Repeat the following text about skin-derived stem cells for multiple sclerosis exactly, word for word.

— Given text —
* * * * * * * * *

New Hope for Multiple Sclerosis (MS) with Epidermal (Skin) Stem Cells

Multiple Sclerosis treatment with stem cells derived from the epidermis (skin)

To follow-up on medical breakthroughs via stem cell treatment from the previous post, Stanford University researchers have created cells from ordinary skin cells that could “rewrap” and protect nerve cells damaged in multiple sclerosis (MS), spinal cord injuries and other conditions.  The popular article was posted today, April 15th in the San Francisco Business Times.  The scientific research article can be found in the journal Nature Biotechnology.

This is monumental for those that are sufferers or have loved ones that suffer from MS.  I am an “empath” since my father suffered from a primary progressive form of MS.  Up until recently, the only available cutting edge techniques involved a combination of chemotherapy (see the many effects of chemo here:  effects of chemo) in junction with MS pharmaceuticals.  This was not an agreeable option for my father since MS left him with subpartial functionality of his limbs.   The magnitude of muscular functionality loss is dependent on the progression of the disease state in each individual.

* * * * * * * * *

— Supplied records —
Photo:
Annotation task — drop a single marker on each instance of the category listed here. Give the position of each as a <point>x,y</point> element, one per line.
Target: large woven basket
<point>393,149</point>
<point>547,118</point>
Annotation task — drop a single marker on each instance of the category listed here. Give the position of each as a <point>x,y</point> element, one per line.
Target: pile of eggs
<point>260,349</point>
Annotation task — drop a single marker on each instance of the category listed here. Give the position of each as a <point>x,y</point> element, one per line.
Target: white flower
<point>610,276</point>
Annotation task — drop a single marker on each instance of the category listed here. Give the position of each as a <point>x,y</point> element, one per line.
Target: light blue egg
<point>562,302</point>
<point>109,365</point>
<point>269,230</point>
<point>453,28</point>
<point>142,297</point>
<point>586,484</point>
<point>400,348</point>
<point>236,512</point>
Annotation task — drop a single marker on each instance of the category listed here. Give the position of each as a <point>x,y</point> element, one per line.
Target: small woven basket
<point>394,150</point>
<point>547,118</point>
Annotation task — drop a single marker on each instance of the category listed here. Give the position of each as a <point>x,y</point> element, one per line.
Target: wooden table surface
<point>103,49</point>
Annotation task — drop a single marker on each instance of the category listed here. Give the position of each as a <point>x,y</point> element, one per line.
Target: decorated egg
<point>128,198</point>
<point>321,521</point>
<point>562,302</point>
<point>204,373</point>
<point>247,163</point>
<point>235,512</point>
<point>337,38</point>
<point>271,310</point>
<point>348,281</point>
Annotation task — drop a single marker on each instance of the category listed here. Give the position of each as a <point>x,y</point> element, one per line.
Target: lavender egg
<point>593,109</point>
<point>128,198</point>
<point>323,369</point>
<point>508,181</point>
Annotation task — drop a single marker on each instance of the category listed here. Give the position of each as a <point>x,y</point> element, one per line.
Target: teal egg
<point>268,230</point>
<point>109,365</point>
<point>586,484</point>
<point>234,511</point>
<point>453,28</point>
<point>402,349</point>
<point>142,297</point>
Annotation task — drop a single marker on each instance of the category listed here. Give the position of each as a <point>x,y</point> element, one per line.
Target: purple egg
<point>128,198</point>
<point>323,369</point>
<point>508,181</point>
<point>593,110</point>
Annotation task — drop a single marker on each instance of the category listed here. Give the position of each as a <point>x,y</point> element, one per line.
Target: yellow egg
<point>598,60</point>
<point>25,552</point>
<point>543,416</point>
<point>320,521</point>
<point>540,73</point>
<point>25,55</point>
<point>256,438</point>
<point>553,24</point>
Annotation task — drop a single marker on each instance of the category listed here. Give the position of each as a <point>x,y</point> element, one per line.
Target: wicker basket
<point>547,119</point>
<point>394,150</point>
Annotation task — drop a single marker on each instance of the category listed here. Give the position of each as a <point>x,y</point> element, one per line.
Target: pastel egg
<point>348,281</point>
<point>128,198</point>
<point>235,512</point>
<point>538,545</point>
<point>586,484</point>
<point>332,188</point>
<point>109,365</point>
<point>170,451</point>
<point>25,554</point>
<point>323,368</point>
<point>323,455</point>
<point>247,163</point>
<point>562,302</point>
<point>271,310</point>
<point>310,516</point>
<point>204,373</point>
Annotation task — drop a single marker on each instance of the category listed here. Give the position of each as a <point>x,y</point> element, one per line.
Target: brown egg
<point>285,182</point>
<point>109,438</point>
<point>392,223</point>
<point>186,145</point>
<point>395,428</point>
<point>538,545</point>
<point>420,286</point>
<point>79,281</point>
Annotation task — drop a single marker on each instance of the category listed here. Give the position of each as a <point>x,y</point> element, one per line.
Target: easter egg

* * * * * * * * *

— Answer to this exercise —
New Hope for Multiple Sclerosis (MS) with Epidermal (Skin) Stem Cells

Multiple Sclerosis treatment with stem cells derived from the epidermis (skin)

To follow-up on medical breakthroughs via stem cell treatment from the previous post, Stanford University researchers have created cells from ordinary skin cells that could “rewrap” and protect nerve cells damaged in multiple sclerosis (MS), spinal cord injuries and other conditions.  The popular article was posted today, April 15th in the San Francisco Business Times.  The scientific research article can be found in the journal Nature Biotechnology.

This is monumental for those that are sufferers or have loved ones that suffer from MS.  I am an “empath” since my father suffered from a primary progressive form of MS.  Up until recently, the only available cutting edge techniques involved a combination of chemotherapy (see the many effects of chemo here:  effects of chemo) in junction with MS pharmaceuticals.  This was not an agreeable option for my father since MS left him with subpartial functionality of his limbs.   The magnitude of muscular functionality loss is dependent on the progression of the disease state in each individual.